Exercise details
Repeat exactly the lines from the line containing "Could you point to every instance of the boulder" through the last line of the records below, inclusive, and nothing else.

Location labeling records
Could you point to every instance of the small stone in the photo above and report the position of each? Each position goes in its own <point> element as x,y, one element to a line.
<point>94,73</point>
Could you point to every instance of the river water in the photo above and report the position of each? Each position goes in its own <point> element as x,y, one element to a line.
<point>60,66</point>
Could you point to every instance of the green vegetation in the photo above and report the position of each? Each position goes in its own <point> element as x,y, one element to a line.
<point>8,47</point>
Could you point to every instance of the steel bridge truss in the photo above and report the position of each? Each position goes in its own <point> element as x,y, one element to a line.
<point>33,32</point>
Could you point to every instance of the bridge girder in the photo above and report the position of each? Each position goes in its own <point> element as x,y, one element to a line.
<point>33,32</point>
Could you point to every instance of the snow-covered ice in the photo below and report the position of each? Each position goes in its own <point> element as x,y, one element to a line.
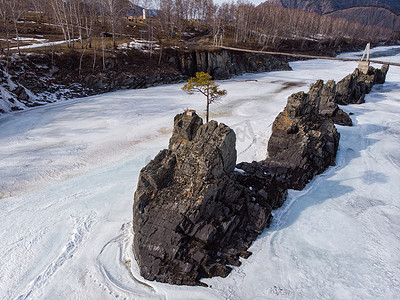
<point>68,172</point>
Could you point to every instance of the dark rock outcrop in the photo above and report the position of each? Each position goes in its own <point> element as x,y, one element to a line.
<point>193,215</point>
<point>324,96</point>
<point>353,88</point>
<point>302,144</point>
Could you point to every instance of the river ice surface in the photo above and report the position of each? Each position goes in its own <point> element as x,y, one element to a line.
<point>68,172</point>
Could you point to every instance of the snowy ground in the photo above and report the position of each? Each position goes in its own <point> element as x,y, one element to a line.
<point>68,172</point>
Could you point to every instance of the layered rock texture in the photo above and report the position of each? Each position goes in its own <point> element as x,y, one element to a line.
<point>195,214</point>
<point>302,144</point>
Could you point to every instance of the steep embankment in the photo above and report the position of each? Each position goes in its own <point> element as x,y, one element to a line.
<point>36,79</point>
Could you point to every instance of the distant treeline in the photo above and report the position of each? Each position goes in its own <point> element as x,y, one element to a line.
<point>238,22</point>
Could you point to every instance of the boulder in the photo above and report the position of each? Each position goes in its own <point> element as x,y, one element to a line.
<point>353,88</point>
<point>193,215</point>
<point>323,95</point>
<point>302,144</point>
<point>21,94</point>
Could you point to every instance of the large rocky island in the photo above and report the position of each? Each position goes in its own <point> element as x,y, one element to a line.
<point>196,211</point>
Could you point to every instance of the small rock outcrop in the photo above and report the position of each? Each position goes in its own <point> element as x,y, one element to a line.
<point>193,214</point>
<point>302,144</point>
<point>324,96</point>
<point>353,88</point>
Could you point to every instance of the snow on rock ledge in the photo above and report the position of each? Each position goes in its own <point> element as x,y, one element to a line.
<point>193,215</point>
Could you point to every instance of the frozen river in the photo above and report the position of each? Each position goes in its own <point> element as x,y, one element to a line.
<point>68,172</point>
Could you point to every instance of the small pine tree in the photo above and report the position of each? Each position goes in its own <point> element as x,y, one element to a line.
<point>203,84</point>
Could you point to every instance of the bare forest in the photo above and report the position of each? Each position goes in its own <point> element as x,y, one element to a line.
<point>84,24</point>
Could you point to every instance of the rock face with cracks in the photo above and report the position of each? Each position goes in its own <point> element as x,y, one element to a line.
<point>353,88</point>
<point>302,144</point>
<point>194,216</point>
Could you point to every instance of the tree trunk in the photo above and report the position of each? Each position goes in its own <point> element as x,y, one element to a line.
<point>208,109</point>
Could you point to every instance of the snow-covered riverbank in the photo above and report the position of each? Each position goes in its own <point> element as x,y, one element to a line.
<point>68,172</point>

Solution for this exercise
Could you point to every instance of the boulder in the photo above and report the position of each? Each position goes in its own <point> element as x,y, one element to a line.
<point>353,88</point>
<point>193,215</point>
<point>323,95</point>
<point>302,144</point>
<point>21,94</point>
Could you point to every instance of the large rocky island in the photo above and report the position of each? Each position goes in its own <point> element as x,y, one element to a line.
<point>196,211</point>
Could you point to every instance of the small rock outcrop in the photo above and report the position of each? Each position goes in its own <point> element as x,y, one element to a line.
<point>193,214</point>
<point>302,144</point>
<point>324,96</point>
<point>353,88</point>
Could you point to every instance of the snow on rock ledge in the photo above and report the position of each? Each position goes in its own <point> element as x,y, one element to a line.
<point>193,215</point>
Could you point to every instance of the frozen river in the photo above and report the position of each? Each position goes in its own <point> element as x,y, one element to a line.
<point>68,172</point>
Could you point to every instance of the small pine tree in the photo above and report the position of each? Each position goes in its own <point> element as x,y, one element to a line.
<point>203,84</point>
Could you point to every instance of the bare forest in the photo above and report the position of each? Each position goes in its own <point> element as x,y, one element to a line.
<point>84,24</point>
Could you point to every instance of the rock face with cracks in the photo above and report the position of each? Each position goes in its own <point> element as x,y, one element to a line.
<point>353,88</point>
<point>302,144</point>
<point>194,216</point>
Could you point to every instance of the tree trunk in the photo above and report the position of each? Each position goes in its own <point> element as x,y, one element to a line.
<point>208,109</point>
Could you point to every instance of the snow-covered riverbank in the photo above and report the position of each? Each position goes in its own <point> element as x,y, one element to a line.
<point>68,172</point>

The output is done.